[TASK REQUIREMENTS]
Starting at the line that has "Need: the innermost point of each instance of the sky, written" and stopping after the line that has "Target: dark storm cloud", reproduce the listing below exactly; omit everything else.

[MATERIAL FOR THE TASK]
···
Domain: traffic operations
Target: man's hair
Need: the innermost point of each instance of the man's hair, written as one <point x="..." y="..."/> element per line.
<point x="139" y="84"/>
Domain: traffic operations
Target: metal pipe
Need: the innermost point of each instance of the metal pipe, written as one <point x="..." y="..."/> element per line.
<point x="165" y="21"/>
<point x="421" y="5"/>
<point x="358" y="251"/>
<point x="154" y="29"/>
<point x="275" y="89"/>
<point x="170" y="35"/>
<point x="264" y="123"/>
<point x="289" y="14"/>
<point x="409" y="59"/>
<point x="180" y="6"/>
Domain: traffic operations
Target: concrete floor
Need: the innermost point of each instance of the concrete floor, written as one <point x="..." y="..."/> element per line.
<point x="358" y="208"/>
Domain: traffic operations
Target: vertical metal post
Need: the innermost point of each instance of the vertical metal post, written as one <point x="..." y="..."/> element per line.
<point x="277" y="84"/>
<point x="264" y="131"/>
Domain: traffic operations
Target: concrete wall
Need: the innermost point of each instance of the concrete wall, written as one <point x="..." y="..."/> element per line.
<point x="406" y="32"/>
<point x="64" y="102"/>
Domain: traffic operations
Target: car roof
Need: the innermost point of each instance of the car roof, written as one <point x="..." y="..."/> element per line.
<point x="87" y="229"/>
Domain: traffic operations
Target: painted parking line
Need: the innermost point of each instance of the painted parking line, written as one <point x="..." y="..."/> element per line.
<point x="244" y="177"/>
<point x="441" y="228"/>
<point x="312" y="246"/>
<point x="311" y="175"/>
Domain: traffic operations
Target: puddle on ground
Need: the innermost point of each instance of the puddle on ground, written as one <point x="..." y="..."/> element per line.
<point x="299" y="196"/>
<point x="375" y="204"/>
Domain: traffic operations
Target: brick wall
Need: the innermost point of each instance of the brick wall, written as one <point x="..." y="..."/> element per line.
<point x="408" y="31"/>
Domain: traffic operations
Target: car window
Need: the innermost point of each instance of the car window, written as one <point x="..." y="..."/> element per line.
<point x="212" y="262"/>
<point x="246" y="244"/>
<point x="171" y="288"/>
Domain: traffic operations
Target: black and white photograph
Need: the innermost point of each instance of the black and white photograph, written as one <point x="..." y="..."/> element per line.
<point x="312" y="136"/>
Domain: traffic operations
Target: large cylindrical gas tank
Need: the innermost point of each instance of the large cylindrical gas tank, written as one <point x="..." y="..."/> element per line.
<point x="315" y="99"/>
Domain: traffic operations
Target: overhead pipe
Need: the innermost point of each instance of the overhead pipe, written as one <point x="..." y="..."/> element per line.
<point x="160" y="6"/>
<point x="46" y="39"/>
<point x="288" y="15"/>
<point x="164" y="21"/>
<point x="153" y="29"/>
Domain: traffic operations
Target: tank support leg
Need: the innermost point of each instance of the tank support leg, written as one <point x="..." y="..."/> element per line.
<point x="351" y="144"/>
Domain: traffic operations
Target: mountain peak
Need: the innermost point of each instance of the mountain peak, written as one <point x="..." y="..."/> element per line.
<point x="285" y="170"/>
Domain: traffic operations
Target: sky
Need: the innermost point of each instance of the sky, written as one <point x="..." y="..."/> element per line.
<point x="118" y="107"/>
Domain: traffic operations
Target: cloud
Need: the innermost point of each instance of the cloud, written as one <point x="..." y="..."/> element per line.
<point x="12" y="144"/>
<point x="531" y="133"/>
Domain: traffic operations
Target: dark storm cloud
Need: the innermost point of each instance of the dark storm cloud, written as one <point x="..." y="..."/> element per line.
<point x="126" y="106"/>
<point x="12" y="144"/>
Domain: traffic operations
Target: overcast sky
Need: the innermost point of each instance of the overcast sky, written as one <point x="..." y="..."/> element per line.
···
[TASK SOLUTION]
Need: the innermost point of each instance of the sky, written as one <point x="..." y="..."/> element per line.
<point x="118" y="107"/>
Domain: traffic operations
Target: cloud
Need: the innermost point of each instance of the cloud, written as one <point x="..." y="..."/> element per line.
<point x="12" y="144"/>
<point x="531" y="133"/>
Domain: traffic operations
Target: dark storm cloud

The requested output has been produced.